* **GIVEN EXERCISE**:
Substitute "rectangle" for "bounding box" and write out everything from the start of the records down to the line that contains "[136, 56, 213, 98]", changing nothing else and leaving the pictures out.

## Start RECORD SET

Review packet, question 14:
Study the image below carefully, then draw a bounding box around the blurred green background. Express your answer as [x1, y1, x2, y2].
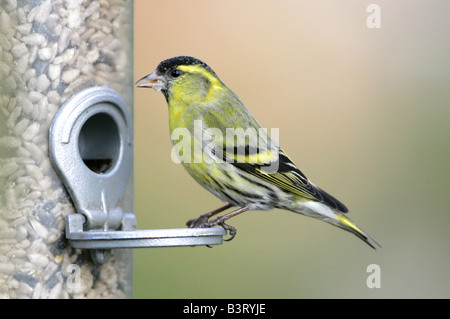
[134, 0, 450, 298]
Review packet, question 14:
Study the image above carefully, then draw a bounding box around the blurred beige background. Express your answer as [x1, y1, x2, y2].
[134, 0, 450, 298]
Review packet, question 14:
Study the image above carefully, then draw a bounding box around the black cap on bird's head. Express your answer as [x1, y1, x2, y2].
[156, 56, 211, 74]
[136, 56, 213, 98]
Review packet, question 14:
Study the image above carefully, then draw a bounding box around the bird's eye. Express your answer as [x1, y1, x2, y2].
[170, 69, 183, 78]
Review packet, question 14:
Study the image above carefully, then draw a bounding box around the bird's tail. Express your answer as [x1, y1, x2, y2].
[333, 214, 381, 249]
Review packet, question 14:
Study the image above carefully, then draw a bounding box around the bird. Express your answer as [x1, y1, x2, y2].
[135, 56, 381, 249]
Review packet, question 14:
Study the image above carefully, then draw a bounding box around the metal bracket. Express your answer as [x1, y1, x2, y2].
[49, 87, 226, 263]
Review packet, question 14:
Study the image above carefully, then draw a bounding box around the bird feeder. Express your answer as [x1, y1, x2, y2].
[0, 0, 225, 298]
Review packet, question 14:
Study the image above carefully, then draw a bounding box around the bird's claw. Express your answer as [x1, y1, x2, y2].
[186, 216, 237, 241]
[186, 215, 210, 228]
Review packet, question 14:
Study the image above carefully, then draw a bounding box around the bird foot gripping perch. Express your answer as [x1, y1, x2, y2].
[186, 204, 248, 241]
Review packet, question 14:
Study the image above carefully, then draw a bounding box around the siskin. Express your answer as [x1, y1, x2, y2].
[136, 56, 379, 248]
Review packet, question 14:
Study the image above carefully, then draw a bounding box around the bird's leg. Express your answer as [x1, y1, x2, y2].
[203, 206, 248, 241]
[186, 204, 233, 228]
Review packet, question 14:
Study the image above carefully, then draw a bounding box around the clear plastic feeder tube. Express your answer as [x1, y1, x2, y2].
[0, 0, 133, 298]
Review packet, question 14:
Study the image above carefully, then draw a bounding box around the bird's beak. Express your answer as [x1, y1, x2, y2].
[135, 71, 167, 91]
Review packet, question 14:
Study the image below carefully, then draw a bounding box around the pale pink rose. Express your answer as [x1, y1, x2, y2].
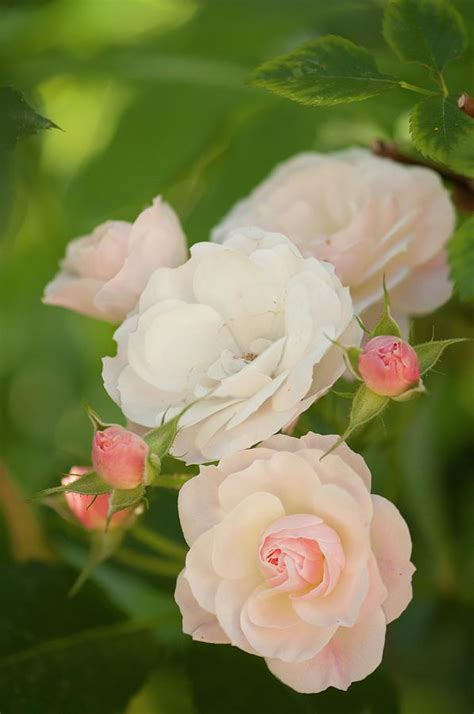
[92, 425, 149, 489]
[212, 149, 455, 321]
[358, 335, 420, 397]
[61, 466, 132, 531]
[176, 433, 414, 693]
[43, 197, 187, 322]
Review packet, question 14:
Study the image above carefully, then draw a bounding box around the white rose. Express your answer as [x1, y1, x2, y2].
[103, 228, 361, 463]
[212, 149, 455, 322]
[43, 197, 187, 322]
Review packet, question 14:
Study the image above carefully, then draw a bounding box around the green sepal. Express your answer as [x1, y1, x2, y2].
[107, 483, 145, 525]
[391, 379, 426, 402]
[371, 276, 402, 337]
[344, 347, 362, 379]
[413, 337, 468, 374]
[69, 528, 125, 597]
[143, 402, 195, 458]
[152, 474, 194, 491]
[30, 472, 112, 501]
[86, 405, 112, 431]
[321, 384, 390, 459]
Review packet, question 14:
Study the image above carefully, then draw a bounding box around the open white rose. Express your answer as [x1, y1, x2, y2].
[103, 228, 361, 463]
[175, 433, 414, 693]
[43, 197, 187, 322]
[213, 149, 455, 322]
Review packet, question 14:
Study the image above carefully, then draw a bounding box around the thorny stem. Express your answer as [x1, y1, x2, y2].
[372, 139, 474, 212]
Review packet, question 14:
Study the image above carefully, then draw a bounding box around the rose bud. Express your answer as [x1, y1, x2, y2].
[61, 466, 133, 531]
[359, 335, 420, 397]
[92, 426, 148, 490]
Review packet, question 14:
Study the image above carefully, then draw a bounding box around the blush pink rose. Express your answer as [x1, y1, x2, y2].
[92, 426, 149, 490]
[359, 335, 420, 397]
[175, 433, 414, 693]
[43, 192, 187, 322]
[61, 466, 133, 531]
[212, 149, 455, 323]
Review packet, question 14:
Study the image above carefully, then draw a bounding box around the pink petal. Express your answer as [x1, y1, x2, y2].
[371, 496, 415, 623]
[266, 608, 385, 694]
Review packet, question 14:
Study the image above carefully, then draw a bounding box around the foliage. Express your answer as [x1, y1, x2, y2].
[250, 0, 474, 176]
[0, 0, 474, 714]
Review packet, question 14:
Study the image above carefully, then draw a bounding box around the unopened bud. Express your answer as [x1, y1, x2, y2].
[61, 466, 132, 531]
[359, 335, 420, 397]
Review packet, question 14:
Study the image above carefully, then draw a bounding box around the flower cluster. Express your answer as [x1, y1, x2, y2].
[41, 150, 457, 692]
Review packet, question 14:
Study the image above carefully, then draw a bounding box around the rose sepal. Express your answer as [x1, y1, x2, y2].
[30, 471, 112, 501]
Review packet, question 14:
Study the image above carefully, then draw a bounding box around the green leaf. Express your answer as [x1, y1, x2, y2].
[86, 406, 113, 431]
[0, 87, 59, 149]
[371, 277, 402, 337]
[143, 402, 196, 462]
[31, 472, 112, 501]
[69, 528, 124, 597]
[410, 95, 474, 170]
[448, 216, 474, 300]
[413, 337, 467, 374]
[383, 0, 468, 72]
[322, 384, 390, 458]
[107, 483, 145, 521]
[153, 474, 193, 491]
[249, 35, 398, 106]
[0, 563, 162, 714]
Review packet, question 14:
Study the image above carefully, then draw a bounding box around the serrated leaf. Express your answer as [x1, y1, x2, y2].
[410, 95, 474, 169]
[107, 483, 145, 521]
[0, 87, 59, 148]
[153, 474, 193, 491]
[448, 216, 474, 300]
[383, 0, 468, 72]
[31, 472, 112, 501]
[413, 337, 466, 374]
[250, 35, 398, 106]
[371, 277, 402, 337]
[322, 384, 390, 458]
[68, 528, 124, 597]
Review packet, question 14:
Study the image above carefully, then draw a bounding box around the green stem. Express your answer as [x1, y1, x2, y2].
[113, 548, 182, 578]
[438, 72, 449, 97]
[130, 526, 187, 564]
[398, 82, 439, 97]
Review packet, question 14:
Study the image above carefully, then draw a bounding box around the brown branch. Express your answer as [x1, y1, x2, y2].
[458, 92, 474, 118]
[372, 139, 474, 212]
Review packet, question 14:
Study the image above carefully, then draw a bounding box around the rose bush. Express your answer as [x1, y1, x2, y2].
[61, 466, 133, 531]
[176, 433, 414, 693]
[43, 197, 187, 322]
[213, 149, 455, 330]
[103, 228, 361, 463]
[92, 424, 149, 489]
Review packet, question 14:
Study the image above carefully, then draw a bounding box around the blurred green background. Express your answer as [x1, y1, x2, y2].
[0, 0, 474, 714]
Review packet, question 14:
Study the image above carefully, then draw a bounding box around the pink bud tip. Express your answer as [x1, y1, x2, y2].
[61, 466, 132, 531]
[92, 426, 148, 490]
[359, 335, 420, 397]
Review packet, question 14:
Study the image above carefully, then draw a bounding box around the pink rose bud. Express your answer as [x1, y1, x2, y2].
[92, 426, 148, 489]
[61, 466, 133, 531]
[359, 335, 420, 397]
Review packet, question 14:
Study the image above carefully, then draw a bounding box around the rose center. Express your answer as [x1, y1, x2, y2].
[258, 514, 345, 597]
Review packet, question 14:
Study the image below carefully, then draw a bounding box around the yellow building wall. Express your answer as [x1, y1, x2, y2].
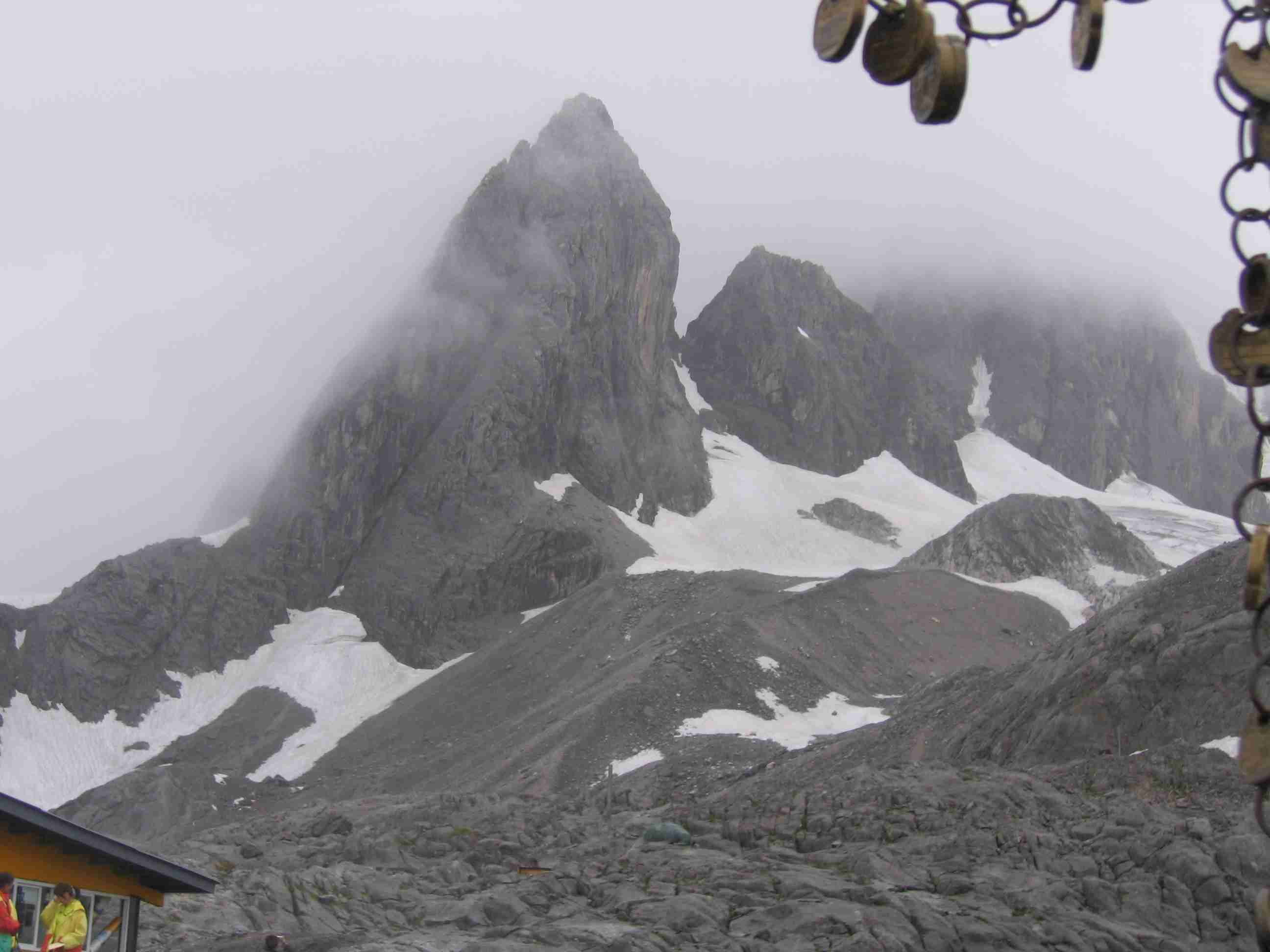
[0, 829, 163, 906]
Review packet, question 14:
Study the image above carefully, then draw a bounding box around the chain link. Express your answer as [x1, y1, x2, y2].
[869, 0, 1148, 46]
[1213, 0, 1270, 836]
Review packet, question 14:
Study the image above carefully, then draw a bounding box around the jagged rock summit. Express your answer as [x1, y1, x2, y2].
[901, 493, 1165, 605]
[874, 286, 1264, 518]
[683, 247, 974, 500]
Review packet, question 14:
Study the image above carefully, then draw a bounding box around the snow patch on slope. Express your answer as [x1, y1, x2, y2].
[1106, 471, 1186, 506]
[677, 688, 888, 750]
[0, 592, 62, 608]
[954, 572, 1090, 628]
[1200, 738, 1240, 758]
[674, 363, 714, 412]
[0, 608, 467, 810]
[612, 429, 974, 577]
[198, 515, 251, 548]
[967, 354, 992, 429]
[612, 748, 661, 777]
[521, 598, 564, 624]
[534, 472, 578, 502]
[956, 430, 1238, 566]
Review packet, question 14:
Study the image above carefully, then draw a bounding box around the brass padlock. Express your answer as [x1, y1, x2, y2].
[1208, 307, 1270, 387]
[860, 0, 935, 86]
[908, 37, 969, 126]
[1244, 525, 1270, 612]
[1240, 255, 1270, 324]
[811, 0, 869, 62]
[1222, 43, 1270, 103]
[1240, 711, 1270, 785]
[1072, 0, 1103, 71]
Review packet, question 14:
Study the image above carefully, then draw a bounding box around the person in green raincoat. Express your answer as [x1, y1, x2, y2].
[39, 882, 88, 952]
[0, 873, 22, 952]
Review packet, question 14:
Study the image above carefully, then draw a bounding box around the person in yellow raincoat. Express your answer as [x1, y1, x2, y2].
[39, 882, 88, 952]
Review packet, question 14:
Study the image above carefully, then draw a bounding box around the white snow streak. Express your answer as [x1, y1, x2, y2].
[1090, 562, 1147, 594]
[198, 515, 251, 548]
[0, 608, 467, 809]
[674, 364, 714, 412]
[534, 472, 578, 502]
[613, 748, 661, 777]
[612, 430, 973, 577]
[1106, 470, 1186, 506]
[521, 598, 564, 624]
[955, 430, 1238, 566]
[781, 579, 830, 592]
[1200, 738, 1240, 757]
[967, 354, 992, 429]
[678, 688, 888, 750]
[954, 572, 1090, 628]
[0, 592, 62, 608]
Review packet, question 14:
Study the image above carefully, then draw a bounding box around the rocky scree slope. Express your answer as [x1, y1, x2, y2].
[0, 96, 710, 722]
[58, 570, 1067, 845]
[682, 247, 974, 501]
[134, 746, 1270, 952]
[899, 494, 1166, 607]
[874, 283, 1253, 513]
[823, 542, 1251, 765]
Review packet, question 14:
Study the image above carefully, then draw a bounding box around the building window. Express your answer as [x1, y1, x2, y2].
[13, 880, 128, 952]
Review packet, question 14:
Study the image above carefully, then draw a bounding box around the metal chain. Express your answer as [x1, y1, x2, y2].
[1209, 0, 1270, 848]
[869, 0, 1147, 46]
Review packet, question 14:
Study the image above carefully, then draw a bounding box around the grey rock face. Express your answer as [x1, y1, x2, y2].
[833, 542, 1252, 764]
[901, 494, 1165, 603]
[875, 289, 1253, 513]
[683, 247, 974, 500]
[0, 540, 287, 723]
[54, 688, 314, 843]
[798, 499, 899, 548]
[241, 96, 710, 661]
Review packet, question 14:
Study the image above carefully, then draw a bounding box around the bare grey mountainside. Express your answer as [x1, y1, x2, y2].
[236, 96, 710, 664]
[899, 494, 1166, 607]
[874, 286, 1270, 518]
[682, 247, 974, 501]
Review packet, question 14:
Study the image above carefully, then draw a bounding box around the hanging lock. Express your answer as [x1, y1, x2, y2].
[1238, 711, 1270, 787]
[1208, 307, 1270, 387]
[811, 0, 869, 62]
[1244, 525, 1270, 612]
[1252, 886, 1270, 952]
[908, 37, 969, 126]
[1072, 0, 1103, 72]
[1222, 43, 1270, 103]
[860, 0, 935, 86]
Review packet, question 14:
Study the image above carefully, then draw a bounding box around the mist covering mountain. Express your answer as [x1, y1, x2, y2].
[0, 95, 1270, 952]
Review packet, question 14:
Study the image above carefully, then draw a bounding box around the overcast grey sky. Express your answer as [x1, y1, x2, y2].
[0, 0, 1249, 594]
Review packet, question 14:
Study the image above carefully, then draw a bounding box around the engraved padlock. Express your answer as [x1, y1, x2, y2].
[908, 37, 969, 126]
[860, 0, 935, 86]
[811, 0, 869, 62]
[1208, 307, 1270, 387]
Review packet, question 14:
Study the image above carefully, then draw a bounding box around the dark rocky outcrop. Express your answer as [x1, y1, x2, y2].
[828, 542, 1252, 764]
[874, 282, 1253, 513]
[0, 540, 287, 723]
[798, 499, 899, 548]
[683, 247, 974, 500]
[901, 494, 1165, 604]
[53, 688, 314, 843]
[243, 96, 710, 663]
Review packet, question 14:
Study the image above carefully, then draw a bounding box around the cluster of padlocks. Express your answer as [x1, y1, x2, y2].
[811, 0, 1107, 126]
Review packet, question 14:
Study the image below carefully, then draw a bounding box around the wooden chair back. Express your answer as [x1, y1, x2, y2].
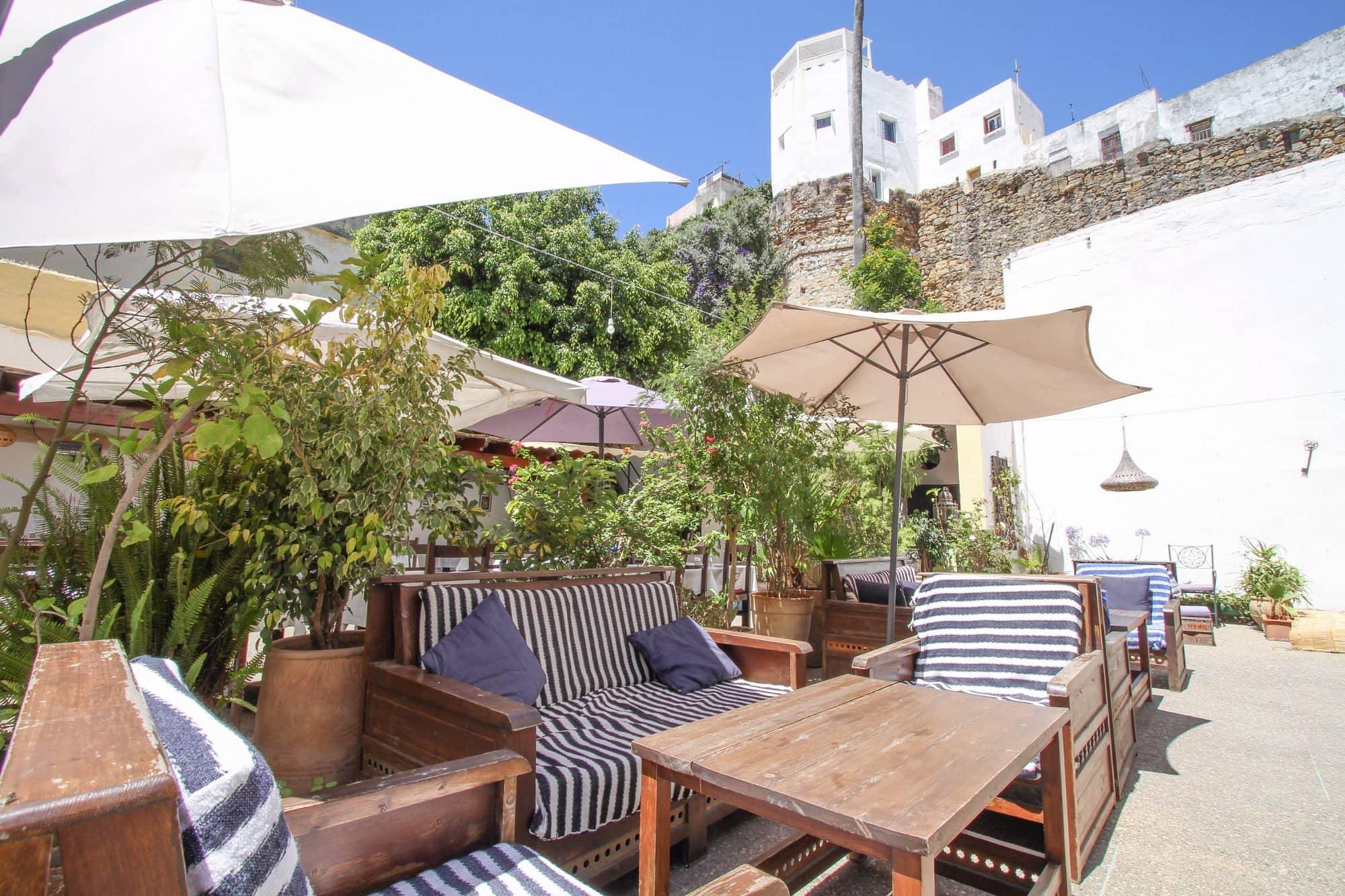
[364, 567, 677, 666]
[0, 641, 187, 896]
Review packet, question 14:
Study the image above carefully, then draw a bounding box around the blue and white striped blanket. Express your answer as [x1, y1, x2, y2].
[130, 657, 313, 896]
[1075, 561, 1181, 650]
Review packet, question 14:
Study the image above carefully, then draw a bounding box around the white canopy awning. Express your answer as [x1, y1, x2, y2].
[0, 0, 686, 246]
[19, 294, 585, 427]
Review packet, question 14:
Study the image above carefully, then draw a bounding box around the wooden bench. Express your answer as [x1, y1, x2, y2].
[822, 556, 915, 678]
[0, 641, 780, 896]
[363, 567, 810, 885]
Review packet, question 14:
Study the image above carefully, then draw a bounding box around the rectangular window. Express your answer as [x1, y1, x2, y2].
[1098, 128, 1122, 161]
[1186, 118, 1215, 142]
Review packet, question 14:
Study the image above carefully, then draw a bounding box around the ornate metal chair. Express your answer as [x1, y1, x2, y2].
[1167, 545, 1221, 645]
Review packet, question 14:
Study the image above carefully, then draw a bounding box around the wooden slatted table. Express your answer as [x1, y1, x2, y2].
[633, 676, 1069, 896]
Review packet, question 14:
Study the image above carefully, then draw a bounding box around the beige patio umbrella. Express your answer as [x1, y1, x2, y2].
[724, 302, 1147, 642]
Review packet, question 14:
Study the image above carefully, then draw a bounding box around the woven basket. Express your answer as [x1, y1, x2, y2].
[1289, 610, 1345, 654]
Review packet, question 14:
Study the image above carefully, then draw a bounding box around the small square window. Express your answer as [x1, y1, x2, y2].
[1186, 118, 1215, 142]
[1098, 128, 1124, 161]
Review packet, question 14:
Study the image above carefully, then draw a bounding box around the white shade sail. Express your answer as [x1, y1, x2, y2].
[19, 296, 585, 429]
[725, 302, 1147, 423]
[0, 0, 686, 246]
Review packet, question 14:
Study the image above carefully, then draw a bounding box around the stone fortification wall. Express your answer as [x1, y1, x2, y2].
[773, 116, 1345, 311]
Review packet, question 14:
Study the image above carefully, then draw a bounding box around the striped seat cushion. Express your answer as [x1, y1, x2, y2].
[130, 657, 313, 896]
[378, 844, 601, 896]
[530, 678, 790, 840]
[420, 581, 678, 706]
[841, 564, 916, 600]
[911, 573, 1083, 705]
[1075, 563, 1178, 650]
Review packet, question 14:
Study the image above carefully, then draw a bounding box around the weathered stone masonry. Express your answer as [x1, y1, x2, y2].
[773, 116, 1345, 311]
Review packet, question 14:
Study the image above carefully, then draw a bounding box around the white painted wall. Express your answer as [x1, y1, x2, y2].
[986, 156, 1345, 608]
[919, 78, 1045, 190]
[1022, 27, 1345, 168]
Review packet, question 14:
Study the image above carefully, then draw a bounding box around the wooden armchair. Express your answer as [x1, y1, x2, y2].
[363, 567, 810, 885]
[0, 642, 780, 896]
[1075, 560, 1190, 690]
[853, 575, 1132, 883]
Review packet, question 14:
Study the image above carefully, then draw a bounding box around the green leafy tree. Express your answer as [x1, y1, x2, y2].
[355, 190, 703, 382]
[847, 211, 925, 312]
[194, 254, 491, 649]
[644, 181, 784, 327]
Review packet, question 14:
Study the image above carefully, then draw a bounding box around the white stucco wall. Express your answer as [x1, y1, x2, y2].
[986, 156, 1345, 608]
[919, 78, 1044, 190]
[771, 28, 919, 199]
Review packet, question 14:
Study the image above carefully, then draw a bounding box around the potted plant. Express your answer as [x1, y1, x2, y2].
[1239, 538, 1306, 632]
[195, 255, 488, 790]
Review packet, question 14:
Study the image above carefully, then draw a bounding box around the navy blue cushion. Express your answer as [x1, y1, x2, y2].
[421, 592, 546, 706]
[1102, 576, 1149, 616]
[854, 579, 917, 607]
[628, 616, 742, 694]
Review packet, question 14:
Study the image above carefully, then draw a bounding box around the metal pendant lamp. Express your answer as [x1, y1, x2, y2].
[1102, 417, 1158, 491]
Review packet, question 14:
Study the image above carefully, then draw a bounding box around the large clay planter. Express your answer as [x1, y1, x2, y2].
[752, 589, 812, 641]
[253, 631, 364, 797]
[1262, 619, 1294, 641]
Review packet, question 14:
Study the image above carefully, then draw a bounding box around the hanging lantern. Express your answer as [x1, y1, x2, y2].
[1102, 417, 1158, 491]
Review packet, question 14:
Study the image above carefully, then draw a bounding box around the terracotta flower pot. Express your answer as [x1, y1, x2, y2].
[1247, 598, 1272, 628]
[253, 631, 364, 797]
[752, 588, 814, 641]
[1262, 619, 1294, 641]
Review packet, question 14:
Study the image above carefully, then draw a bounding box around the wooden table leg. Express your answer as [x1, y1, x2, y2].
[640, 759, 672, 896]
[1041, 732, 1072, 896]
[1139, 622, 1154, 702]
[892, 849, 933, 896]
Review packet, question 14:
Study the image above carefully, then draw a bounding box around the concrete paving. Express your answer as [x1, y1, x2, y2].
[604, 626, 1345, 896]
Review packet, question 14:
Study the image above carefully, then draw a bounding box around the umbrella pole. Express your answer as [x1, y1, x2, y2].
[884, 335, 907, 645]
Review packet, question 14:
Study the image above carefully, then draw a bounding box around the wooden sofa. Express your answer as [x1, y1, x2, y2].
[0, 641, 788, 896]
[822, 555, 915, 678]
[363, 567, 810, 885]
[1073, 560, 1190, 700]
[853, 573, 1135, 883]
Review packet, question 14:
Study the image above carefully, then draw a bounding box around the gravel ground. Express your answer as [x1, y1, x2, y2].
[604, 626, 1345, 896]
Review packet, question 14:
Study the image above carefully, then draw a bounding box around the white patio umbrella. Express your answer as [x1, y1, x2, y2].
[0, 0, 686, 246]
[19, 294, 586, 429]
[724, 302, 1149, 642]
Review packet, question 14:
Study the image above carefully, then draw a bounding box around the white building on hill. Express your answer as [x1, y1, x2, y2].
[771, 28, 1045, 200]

## End RECORD SET

* **RESPONSE TO THE EXERCISE**:
Review packet, question 14:
Study the image below carefully, then draw a rectangle around the blurred green background. Express your answer as [x1, y1, x2, y2].
[134, 0, 450, 298]
Review packet, question 14:
Study the image above carefully, then draw a rectangle around the blurred beige background. Express your answer as [x1, y1, x2, y2].
[134, 0, 450, 298]
Review packet, question 14:
Study the image above carefully, then draw a rectangle around the black cap on bird's head. Express your answer as [x1, y1, x2, y2].
[156, 56, 211, 74]
[136, 56, 213, 98]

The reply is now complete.